DATA FOR THIS TASK:
################
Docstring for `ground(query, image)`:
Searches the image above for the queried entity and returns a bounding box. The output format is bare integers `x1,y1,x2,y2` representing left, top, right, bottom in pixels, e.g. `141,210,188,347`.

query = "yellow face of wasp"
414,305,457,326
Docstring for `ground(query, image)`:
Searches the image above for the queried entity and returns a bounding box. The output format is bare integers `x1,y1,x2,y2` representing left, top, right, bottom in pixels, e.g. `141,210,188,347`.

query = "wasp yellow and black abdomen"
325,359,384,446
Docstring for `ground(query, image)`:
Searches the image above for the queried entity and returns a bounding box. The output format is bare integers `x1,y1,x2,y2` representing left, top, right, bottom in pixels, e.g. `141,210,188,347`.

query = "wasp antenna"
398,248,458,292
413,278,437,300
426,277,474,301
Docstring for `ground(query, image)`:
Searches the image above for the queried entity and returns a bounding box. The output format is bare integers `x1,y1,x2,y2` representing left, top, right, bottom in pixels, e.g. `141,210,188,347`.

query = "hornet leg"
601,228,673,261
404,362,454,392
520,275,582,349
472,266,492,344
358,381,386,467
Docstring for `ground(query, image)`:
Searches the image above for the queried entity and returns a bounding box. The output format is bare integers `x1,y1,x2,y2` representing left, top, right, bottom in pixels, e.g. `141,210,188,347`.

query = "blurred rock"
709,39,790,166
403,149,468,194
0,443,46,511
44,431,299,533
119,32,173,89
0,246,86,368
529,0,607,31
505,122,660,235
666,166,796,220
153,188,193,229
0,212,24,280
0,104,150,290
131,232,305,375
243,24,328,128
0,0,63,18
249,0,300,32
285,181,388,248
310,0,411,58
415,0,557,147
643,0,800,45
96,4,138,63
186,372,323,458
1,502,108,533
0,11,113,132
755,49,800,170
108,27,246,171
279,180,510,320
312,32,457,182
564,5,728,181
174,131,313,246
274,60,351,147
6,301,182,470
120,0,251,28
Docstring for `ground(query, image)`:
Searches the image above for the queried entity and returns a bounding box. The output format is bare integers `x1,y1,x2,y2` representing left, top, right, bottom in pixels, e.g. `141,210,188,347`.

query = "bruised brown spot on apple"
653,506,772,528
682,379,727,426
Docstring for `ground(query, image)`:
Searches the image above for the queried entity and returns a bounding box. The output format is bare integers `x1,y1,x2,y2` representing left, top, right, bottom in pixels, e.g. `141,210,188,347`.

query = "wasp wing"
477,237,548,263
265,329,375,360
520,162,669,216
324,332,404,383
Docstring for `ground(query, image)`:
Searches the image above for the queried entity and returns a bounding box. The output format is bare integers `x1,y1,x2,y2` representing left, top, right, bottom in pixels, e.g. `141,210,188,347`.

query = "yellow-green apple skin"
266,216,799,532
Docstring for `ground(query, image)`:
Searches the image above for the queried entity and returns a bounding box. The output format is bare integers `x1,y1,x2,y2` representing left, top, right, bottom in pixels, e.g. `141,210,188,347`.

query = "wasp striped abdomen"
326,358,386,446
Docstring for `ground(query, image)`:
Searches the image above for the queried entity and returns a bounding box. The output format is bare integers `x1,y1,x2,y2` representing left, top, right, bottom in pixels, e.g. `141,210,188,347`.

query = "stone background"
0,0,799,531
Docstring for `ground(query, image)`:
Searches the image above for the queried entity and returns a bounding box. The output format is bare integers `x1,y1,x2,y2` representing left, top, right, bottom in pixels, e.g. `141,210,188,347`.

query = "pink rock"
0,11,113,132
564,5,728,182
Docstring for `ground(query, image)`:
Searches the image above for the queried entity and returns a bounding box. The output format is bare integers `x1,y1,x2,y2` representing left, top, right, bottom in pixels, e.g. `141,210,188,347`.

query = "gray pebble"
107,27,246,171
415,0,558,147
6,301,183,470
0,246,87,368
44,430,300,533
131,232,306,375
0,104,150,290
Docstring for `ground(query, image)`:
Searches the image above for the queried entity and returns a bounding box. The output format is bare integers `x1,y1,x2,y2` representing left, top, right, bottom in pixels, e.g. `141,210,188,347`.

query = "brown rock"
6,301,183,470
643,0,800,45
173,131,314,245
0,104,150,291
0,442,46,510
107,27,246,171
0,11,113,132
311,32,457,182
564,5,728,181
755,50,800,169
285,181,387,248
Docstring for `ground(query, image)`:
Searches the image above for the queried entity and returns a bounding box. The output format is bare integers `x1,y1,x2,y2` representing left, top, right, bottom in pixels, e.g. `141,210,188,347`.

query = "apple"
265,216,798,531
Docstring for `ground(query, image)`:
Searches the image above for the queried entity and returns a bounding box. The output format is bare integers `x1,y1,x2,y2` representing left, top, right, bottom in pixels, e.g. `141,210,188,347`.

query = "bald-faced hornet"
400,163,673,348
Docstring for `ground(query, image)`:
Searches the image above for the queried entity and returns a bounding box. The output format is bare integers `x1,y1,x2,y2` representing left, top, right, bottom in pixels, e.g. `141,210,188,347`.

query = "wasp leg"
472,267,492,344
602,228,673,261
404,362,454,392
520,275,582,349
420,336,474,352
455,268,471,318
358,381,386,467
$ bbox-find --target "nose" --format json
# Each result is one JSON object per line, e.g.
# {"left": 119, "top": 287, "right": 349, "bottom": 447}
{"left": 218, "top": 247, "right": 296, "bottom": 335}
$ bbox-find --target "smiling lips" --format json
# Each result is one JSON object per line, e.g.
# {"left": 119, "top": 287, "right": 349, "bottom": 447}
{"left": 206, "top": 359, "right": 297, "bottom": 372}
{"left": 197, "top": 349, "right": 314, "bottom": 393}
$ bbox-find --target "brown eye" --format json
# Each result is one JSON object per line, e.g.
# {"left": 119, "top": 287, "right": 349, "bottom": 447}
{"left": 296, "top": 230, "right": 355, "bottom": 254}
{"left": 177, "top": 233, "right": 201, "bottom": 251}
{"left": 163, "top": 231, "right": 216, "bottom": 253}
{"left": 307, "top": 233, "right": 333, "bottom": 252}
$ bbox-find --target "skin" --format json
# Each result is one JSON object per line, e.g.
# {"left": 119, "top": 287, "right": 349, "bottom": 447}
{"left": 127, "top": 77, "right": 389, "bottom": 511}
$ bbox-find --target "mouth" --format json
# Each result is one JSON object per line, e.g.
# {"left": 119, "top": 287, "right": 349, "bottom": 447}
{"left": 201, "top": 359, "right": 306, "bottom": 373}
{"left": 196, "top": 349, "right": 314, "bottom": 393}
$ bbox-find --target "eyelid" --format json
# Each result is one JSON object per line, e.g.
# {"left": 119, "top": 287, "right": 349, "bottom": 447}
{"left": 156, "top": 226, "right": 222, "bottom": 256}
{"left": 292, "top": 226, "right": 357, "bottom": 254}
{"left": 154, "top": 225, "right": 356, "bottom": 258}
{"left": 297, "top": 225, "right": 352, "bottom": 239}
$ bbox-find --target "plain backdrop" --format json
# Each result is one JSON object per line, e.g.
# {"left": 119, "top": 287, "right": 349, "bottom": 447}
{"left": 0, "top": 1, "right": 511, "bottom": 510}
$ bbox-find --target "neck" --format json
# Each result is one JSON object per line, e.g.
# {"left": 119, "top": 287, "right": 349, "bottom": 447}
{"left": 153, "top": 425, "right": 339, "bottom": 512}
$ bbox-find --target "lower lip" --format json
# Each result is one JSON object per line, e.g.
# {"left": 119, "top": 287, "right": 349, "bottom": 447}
################
WORK REQUEST: All of the entries above need to be reproduced exactly.

RESPONSE AREA:
Docstring for `ground(query, image)`:
Searches the image above for the queried entity and returns a bounding box. The output format is bare integers `x1,y1,x2,y2` representing left, top, right, bottom in pixels, e.g. `141,210,188,347`.

query = "yellow face of wasp"
414,305,457,326
Docstring for `ground(query, image)`:
Searches the image above for the queried entity and returns a bounding box. The output format is bare integers `x1,y1,x2,y2` representing left, top, right, bottom in pixels, e.g. `141,210,188,347`.

query = "wasp yellow and black abdomen"
325,359,384,446
Docstring for `ground(query, image)`:
Searches the image above for the queried entity and returns a bounding box. The output format is bare integers `x1,y1,x2,y2` representing left, top, right, bottom in pixels, e.g. `141,210,188,347`.

query = "wasp antenna"
398,248,458,292
413,278,437,300
426,277,474,301
Docstring for `ground(query, image)`:
Searches the image above for the queried entity and returns a bounding box. The output format is bare integers `x1,y1,x2,y2` representing left, top, right, bottom in pixels, e.g. `141,210,188,347`.

query = "hornet leg"
601,228,673,261
404,362,454,392
520,275,582,349
472,266,492,344
358,381,386,467
Docstring for `ground(query, image)`:
Searches the image above for the queried entity and returns a bounding box. The output format is bare integers `x1,y1,x2,y2` representing left, top, right, bottom in pixels, e.g. `141,210,188,347`.

query = "blurred rock"
709,39,790,166
403,149,468,194
0,443,46,511
44,431,299,533
119,32,173,89
0,246,86,368
529,0,607,31
505,122,660,235
666,166,796,220
153,188,193,229
0,212,24,280
0,104,150,290
131,232,305,375
243,24,328,128
0,0,63,18
249,0,300,32
285,181,388,248
310,0,411,58
415,0,557,147
643,0,800,45
96,4,138,63
186,372,323,458
1,502,108,533
0,11,113,132
755,49,800,170
108,27,246,171
279,180,510,320
312,32,457,182
564,5,728,181
174,131,313,246
274,60,351,147
6,301,182,470
120,0,251,28
Docstring for `ground(query, image)`:
Searches the image above for the queried entity and returns a bounding box. The output format is bare integers `x1,y1,x2,y2` representing left, top, right, bottom in pixels, e.g. `141,210,188,347`.

query = "bruised brown spot on apple"
653,506,772,528
682,379,727,426
Docstring for `ground(query, image)`:
Searches the image above for the queried entity and returns a bounding box. The output format is bare integers `x1,y1,x2,y2` representing left, top, right, bottom in pixels, e.g. `141,210,188,347`.

query = "wasp wing"
477,237,548,263
265,329,375,360
520,162,669,216
324,332,404,383
Docstring for `ground(query, image)`:
Searches the image above for the queried entity and returns a bounding box. The output format is bare integers `x1,y1,x2,y2` representing left, top, right, bottom in pixels, e.g. `141,210,188,347`.

query = "yellow-green apple skin"
266,216,799,532
Docstring for `ground(query, image)`:
Searches the image above for the queried entity and returns a bounding box. The output format is bare integers `x1,y1,x2,y2` representing left, top, right, bottom in pixels, e.g. `141,210,188,347`.

query = "wasp striped abdomen"
326,358,386,446
Docstring for `ground(query, image)`:
Searches the image above for the queried entity and returns a bounding box. The output format is bare integers `x1,y1,x2,y2` representing left, top, right, bottom in pixels, e.g. `141,210,188,347`.

query = "stone background"
0,0,799,531
Docstring for `ground(query, image)`:
Searches the image above for the queried entity and returns a bounding box. The output format is bare integers `x1,y1,x2,y2` representing left, top, right, bottom in pixels, e.g. `141,210,188,347`.

query = "pink rock"
0,11,113,132
564,5,728,182
Docstring for `ground(query, image)`:
Searches the image above for the queried entity and returns a bounding box. The output format is bare integers `x1,y1,x2,y2` representing left, top, right, bottom in pixels, e.g. `141,210,188,347`.

query = "gray pebble"
107,27,246,171
415,0,558,147
6,301,183,470
0,246,87,368
44,430,300,533
131,232,306,375
0,104,150,290
Docstring for `ground(query, image)`:
Searches the image above for the queried entity and returns a bounding box. The output format is bare integers `x1,y1,x2,y2` representing left, top, right, bottom in pixels, e.g. `141,210,188,347`.

query = "brown rock"
6,301,183,470
643,0,800,45
173,131,314,245
0,104,150,291
0,442,46,510
107,27,246,171
0,11,113,132
311,32,457,182
564,5,728,181
755,50,800,169
285,181,387,248
Docstring for `ground(query, image)`:
Searches the image above for the queried entity and returns a bounding box. The output format is bare integers `x1,y1,x2,y2` representing left, top, right, bottom in pixels, e.g. `141,210,188,347`.

query = "apple"
265,216,798,531
Docstring for `ground(query, image)`:
Searches the image above for the queried entity and returns a bounding box. The output format is bare integers `x1,y1,x2,y2` representing left, top, right, bottom in pixels, e.g. `141,210,188,347`.

query = "bald-faced hornet"
400,163,673,348
Docstring for `ground(query, image)`:
Searches the image above for the queried entity and returns a bounding box. The output format is bare integers `x1,y1,x2,y2` representing left, top, right, bottom in pixels, e.g. `141,210,188,347`.

query = "wasp leg"
472,267,492,344
602,228,673,261
404,362,454,392
520,275,582,349
420,336,474,352
455,268,471,318
358,381,386,467
$ bbox-find --target "nose" --format json
# Each result is one JSON object per line, e.g.
# {"left": 119, "top": 287, "right": 349, "bottom": 447}
{"left": 218, "top": 247, "right": 296, "bottom": 335}
$ bbox-find --target "smiling lips" --format json
# Each result is one JSON object per line, e.g.
# {"left": 119, "top": 287, "right": 349, "bottom": 447}
{"left": 206, "top": 359, "right": 297, "bottom": 372}
{"left": 197, "top": 349, "right": 314, "bottom": 393}
$ bbox-find --target "brown eye" --format json
# Each result is one JSON object per line, e.g.
# {"left": 119, "top": 287, "right": 349, "bottom": 447}
{"left": 296, "top": 230, "right": 355, "bottom": 254}
{"left": 177, "top": 233, "right": 201, "bottom": 251}
{"left": 163, "top": 231, "right": 216, "bottom": 253}
{"left": 307, "top": 233, "right": 333, "bottom": 252}
$ bbox-find --target "skin" --format json
# Each result is one JSON object per line, e.g.
# {"left": 119, "top": 287, "right": 349, "bottom": 447}
{"left": 127, "top": 77, "right": 389, "bottom": 511}
$ bbox-find --target "mouth" --format json
# Each result is one JSON object per line, e.g.
# {"left": 119, "top": 287, "right": 349, "bottom": 447}
{"left": 201, "top": 359, "right": 306, "bottom": 373}
{"left": 196, "top": 349, "right": 314, "bottom": 393}
$ bbox-find --target "eyelid" --format json
# Each result is one JSON object per line, e.g.
# {"left": 119, "top": 287, "right": 349, "bottom": 447}
{"left": 156, "top": 226, "right": 222, "bottom": 256}
{"left": 292, "top": 226, "right": 357, "bottom": 254}
{"left": 154, "top": 225, "right": 356, "bottom": 258}
{"left": 297, "top": 225, "right": 352, "bottom": 239}
$ bbox-find --target "plain backdrop" --format json
# Each result is one JSON object per line, e.g.
# {"left": 119, "top": 287, "right": 349, "bottom": 447}
{"left": 0, "top": 1, "right": 511, "bottom": 510}
$ bbox-find --target "neck" --format json
# Each result is one JSON object per line, e.g.
# {"left": 119, "top": 287, "right": 349, "bottom": 447}
{"left": 153, "top": 425, "right": 339, "bottom": 512}
$ bbox-find --target "lower lip" --format json
# Each result is one JSON object per line, e.g.
# {"left": 119, "top": 287, "right": 349, "bottom": 447}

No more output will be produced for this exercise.